Named-object pointing records
···
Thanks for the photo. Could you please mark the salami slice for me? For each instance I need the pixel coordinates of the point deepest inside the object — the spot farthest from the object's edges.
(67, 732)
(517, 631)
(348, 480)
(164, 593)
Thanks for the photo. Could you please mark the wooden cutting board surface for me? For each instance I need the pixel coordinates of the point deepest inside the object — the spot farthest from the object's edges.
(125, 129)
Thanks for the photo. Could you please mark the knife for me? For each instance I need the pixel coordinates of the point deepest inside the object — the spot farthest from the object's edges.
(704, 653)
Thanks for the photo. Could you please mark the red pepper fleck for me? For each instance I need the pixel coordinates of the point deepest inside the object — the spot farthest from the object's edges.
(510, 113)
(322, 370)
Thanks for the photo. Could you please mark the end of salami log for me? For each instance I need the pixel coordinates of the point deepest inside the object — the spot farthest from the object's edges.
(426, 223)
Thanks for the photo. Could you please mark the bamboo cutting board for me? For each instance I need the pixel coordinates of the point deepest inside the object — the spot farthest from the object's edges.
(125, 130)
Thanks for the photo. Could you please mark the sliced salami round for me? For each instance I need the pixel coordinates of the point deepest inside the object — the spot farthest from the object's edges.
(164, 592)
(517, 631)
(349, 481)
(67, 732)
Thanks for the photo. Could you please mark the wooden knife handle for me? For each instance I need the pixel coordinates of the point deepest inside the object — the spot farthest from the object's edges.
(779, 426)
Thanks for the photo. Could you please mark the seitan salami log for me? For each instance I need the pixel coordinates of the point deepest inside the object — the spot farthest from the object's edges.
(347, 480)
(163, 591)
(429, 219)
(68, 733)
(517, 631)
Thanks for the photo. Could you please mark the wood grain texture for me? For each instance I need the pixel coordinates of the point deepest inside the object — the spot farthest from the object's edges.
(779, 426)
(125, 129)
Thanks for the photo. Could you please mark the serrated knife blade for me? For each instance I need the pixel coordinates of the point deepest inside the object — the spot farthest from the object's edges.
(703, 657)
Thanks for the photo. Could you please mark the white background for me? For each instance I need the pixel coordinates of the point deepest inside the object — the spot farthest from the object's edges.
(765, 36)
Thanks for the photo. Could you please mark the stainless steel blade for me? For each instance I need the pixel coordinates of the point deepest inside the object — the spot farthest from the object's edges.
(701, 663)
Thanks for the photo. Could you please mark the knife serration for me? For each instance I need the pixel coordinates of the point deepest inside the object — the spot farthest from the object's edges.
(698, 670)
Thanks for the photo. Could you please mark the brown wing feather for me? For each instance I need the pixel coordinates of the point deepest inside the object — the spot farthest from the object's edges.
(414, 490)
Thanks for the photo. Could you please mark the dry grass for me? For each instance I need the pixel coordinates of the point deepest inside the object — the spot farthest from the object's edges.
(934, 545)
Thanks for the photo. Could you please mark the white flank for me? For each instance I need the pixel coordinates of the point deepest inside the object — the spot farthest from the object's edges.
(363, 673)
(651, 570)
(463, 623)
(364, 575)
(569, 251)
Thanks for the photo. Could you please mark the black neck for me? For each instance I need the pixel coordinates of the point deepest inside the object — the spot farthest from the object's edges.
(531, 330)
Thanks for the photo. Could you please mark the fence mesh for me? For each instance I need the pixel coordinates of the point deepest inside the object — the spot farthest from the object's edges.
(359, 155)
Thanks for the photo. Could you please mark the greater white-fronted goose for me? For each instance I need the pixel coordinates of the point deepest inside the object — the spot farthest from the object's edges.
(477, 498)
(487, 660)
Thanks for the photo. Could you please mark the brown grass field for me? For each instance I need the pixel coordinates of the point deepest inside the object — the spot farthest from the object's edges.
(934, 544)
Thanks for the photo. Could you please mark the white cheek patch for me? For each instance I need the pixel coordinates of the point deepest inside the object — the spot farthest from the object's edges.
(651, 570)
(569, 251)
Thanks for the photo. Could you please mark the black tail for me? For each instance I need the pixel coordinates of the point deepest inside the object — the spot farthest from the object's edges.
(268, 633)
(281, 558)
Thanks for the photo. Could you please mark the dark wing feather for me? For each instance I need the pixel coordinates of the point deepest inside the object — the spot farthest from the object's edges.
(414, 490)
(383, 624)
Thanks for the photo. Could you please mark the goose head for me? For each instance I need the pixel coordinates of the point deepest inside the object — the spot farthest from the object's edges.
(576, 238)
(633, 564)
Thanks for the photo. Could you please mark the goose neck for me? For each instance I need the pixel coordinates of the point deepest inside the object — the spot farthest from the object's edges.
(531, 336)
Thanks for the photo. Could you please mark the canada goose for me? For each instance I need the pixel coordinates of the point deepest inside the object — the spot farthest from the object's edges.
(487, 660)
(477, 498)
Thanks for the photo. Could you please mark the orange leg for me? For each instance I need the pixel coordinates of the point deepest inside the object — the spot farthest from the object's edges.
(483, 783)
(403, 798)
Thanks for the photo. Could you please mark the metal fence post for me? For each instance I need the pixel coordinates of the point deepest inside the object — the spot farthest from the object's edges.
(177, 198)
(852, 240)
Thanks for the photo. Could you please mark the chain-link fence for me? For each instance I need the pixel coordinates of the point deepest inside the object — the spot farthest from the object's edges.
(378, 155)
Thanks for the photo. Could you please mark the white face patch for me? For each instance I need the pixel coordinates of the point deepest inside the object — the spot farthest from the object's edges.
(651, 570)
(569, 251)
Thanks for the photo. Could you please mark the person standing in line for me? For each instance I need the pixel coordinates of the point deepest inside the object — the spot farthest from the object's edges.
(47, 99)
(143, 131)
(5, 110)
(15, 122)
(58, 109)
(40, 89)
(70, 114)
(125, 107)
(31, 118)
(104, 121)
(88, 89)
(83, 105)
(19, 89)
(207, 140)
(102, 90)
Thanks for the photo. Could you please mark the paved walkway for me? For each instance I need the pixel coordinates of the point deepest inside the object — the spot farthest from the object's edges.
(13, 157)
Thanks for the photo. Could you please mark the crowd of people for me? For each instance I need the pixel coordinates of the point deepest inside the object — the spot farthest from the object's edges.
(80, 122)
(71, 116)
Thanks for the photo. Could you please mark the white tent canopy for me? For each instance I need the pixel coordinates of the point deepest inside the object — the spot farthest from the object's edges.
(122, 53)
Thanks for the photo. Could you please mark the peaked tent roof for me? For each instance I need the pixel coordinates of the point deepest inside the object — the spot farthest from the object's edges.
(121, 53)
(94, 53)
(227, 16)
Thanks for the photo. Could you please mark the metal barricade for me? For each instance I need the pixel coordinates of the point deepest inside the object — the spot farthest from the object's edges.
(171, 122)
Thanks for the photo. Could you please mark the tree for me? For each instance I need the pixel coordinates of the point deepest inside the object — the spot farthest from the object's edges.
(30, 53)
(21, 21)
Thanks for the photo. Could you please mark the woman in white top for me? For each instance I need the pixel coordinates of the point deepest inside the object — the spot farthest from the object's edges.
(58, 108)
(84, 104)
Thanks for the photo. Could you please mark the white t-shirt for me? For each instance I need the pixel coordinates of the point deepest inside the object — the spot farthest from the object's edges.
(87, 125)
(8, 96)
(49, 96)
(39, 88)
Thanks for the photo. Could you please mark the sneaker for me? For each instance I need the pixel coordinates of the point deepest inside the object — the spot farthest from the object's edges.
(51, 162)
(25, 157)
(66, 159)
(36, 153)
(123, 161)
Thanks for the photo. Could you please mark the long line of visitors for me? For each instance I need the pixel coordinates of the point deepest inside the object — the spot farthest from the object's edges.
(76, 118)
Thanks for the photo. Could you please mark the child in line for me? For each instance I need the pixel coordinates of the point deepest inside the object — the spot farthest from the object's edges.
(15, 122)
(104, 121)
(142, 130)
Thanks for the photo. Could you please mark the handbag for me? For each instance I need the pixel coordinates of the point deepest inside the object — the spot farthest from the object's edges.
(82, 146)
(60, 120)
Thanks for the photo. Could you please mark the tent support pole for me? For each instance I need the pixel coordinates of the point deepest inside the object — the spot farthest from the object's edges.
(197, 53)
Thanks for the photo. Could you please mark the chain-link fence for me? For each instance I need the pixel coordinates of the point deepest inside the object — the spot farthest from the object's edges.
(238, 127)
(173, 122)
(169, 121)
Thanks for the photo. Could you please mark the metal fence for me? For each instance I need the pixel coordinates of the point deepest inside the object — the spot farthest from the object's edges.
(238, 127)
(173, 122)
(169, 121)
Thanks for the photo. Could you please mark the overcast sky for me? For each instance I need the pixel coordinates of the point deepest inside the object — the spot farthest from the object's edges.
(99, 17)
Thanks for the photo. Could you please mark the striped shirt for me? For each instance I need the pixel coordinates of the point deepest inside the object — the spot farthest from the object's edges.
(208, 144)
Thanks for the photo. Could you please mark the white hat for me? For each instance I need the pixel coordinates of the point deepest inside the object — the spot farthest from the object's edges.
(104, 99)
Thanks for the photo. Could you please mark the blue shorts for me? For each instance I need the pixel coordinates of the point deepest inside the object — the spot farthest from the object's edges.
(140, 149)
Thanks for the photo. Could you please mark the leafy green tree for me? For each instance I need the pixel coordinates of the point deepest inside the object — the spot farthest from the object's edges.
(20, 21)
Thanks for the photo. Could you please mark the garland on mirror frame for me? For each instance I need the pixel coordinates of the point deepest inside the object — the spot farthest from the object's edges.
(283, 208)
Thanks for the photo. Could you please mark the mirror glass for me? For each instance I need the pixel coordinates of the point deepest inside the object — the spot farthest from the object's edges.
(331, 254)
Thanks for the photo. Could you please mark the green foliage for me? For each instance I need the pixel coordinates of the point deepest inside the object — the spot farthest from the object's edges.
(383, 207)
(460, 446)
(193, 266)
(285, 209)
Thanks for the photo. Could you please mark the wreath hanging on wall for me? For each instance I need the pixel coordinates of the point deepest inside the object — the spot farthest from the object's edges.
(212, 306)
···
• To be done: Return exactly the lines from the line bearing "Thanks for the photo. Could you please mark the overcast" to the end of the records, inclusive of both; include no other lines.

• Task output:
Thanks for the photo. Could you please mark the overcast sky for me? For each instance I need the pixel coordinates of the point deepest inside the object — the spot farthest from the object's edges.
(99, 17)
Thanks for the photo. Could you please mark the striped shirt for me? For each instance I need the pixel coordinates of the point deepest inside the object — the spot farthest from the object's edges.
(208, 144)
Thanks for the photo. Could you please mark the white hat for me? For each instance I need the pixel coordinates of the point deepest inside the object — the spot farthest from the object's edges.
(104, 99)
Thanks for the photo. Could you please mark the blue shorts for me? For each instance I need the pixel coordinates of the point deepest inside the object — the spot farthest from the object's edges.
(140, 149)
Thanks for the photo. Could you please mark the leafy green tree for me? For each instance I need the pixel coordinates of the point deepest inside the object — the spot farthest from the object's edges.
(20, 21)
Thanks for the photo. Could you please mark the garland on mirror frame for me? For each instance I need the pixel coordinates of the point deepest inside the object — the spot farthest from the object's edges.
(283, 208)
Thanks for the photo. Could you please mark the mirror glass for me? For each instance I need the pixel coordinates of the point deepest inside the object — the spot farthest from the object's edges.
(331, 254)
Thanks for the photo. Could you please mark the green foliage for me? For each instance I need the pixel coordinates of the point deepest inside the object — the spot farthest from the object's edges.
(383, 207)
(460, 446)
(193, 266)
(285, 209)
Thanks for the photo. Could you please mark the wreath hanging on wall for me? For each instance I need the pixel coordinates of the point deepest inside the object — the spot farthest from the object's edges.
(212, 306)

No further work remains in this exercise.